-- begin Data extract --

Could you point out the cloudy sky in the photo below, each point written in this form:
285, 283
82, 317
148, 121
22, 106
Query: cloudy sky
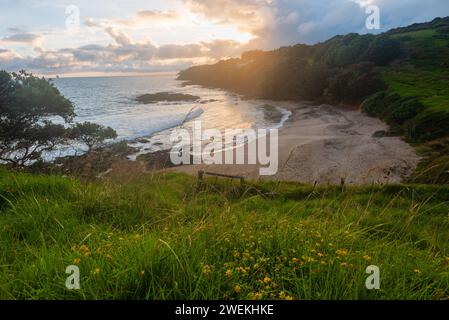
90, 37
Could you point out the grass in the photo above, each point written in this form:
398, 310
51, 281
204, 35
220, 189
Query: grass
166, 237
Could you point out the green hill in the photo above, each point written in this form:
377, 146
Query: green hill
401, 76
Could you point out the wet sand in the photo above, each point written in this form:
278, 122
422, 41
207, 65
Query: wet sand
325, 144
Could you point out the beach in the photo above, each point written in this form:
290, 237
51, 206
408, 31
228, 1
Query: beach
328, 145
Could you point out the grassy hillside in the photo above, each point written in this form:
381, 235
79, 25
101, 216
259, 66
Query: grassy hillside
166, 237
401, 76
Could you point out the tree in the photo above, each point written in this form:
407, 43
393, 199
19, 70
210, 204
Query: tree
91, 134
29, 106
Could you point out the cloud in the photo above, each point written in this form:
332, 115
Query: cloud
157, 15
125, 56
123, 44
119, 37
141, 18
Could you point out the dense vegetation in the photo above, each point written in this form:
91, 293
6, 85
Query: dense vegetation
165, 237
401, 76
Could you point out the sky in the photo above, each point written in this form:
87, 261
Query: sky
87, 37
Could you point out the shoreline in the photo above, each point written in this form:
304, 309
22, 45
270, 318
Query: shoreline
324, 144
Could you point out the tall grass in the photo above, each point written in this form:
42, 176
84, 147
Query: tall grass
166, 237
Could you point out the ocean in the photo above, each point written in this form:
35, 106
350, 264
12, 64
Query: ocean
111, 101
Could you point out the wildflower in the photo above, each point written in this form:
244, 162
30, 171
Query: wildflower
366, 258
256, 295
207, 270
136, 237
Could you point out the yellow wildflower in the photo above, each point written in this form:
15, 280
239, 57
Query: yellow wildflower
136, 237
207, 270
366, 258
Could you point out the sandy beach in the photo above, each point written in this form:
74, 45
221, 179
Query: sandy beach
324, 144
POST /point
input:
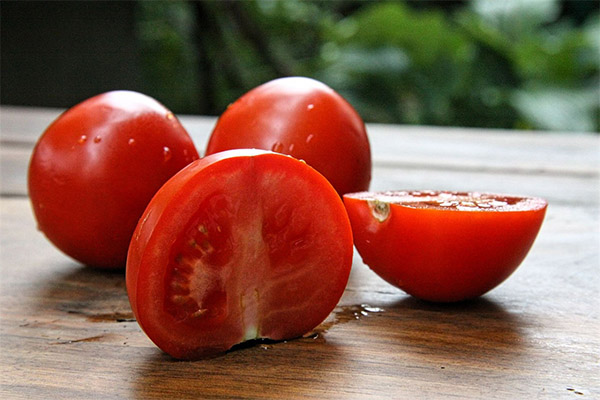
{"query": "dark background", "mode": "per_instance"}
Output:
(531, 66)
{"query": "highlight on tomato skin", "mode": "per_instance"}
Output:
(443, 246)
(239, 245)
(306, 119)
(96, 167)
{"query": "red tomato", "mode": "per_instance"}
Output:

-- end Data extract --

◆ Instruction ◆
Can the lines from the one with "Could you point out the shoreline" to the end of the records above be quoted exactly, both ends included, with every picture omitted?

◆ Correct response ◆
Could you point out the shoreline in the photo above, each point written in this form:
304, 309
22, 45
270, 318
Query: shoreline
324, 144
Could you point out the tall grass in the photo above, each point written in this form:
42, 176
84, 147
Query: tall grass
166, 237
Could you point out the ocean in the photo above, each point written in this form:
35, 106
350, 264
12, 64
Query: ocean
111, 101
Could you point out the wildflower in the photo above, each point written in this form:
244, 162
30, 171
Query: wildflower
366, 258
256, 295
207, 270
136, 237
Could you point out the yellow wildflower in the photo above, each point written in this form:
15, 280
239, 57
Query: yellow wildflower
136, 237
207, 270
366, 258
Could you point out the sandy beach in the photo above, each point written in this form:
74, 45
221, 179
Query: sandy beach
324, 144
POST /point
input:
{"query": "dark background", "mode": "per_instance"}
Output:
(531, 66)
{"query": "highlight on tomato skin", "mode": "per_instance"}
Output:
(443, 246)
(239, 245)
(306, 119)
(96, 167)
{"query": "red tomato", "mode": "per_instance"}
Output:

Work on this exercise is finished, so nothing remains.